Pointing records
☆ ☆ ☆ ☆

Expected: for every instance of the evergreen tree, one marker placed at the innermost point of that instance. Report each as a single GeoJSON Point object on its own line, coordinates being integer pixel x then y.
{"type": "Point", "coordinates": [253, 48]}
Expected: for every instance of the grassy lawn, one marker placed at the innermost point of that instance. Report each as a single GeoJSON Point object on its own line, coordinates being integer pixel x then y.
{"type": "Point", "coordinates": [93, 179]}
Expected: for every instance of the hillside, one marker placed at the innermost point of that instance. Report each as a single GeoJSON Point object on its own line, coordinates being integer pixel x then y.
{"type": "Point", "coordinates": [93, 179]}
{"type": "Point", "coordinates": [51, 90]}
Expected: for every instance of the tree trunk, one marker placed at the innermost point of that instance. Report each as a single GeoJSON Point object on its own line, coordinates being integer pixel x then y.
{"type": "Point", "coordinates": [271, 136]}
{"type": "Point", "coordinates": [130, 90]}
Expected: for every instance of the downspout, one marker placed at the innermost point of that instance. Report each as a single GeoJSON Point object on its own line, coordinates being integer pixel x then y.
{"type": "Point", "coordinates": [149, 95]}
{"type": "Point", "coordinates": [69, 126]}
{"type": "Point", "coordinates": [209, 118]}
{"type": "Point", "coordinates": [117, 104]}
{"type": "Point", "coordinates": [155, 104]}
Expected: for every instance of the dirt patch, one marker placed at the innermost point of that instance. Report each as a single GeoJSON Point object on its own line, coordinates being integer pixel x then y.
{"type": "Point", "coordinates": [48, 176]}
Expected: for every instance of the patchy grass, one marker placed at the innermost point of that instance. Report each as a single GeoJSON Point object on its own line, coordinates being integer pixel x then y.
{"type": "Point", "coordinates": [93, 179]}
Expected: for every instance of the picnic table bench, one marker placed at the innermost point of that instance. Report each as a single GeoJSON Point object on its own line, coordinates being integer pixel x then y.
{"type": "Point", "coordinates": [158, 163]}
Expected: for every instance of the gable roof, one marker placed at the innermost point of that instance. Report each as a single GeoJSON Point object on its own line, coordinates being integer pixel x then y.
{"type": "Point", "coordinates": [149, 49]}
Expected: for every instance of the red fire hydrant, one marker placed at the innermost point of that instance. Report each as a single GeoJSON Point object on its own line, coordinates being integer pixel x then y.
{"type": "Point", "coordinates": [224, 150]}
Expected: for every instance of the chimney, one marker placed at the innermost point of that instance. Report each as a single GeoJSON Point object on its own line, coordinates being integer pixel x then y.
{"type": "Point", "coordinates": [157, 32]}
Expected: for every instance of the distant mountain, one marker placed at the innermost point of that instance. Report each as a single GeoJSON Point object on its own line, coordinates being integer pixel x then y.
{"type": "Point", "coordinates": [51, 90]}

☆ ☆ ☆ ☆

### Exercise goal
Take the entries above and copy them out exactly.

### The output
Expected: for every instance of the evergreen tree, one marker placed at the innermost point of that instance. Report each as a single GeoJSON Point object on its own line, coordinates being integer pixel x then y.
{"type": "Point", "coordinates": [253, 48]}
Expected: for every instance of the grassy lawn, one marker placed at the innermost point of that instance. Report each as a single GeoJSON Point object on its own line, coordinates being integer pixel x then y.
{"type": "Point", "coordinates": [93, 179]}
Expected: for every instance of the hillside, one marker placed at the innermost point of that instance. Report each as a single GeoJSON Point object on its own line, coordinates being integer pixel x then y.
{"type": "Point", "coordinates": [93, 179]}
{"type": "Point", "coordinates": [51, 90]}
Expected: for every instance of the tree trunk, one marker placed at the innermost point of that instance. Report each as a single GeoJSON Point object on its own line, coordinates being integer pixel x then y.
{"type": "Point", "coordinates": [271, 136]}
{"type": "Point", "coordinates": [130, 90]}
Expected: for every instance of the downspout, one marker placed at the innermost point of that instance. Report each as a single GeoJSON Point object on its own line, coordinates being integer pixel x then y.
{"type": "Point", "coordinates": [149, 95]}
{"type": "Point", "coordinates": [69, 126]}
{"type": "Point", "coordinates": [209, 118]}
{"type": "Point", "coordinates": [117, 104]}
{"type": "Point", "coordinates": [155, 104]}
Expected: for every instance of the dirt patch, one marker placed at the innermost point of that instance. Report each as a single GeoJSON Point object on its own line, coordinates being integer pixel x then y.
{"type": "Point", "coordinates": [48, 176]}
Expected: for every instance of the patchy grass, one marker placed at the innermost point of that instance. Report each as a single GeoJSON Point object on its own line, coordinates being integer pixel x then y.
{"type": "Point", "coordinates": [93, 179]}
Expected: for every instance of the picnic table bench, one marker placed at the innermost point of that instance. Report each as a single GeoJSON Point object on its own line, coordinates being integer pixel x then y.
{"type": "Point", "coordinates": [158, 163]}
Expected: for every instance of the gable roof, one marker placed at the innermost point of that instance. Report each as a single GeoJSON Point object on its own line, coordinates being integer pixel x then y.
{"type": "Point", "coordinates": [149, 49]}
Expected: for every instance of the red fire hydrant, one marker placed at the innermost point of that instance. Report each as a single GeoJSON Point object on its own line, coordinates being integer pixel x then y.
{"type": "Point", "coordinates": [224, 150]}
Expected: for every instance of the chimney, one marker placed at the innermost point of that instance. Report each as a single GeoJSON Point object on its own line, coordinates being integer pixel x then y.
{"type": "Point", "coordinates": [157, 32]}
Expected: for every instance of the distant mountain, one marker placed at the innermost point of that instance. Report each as a single GeoJSON Point object on its own line, coordinates being integer pixel x then y.
{"type": "Point", "coordinates": [51, 90]}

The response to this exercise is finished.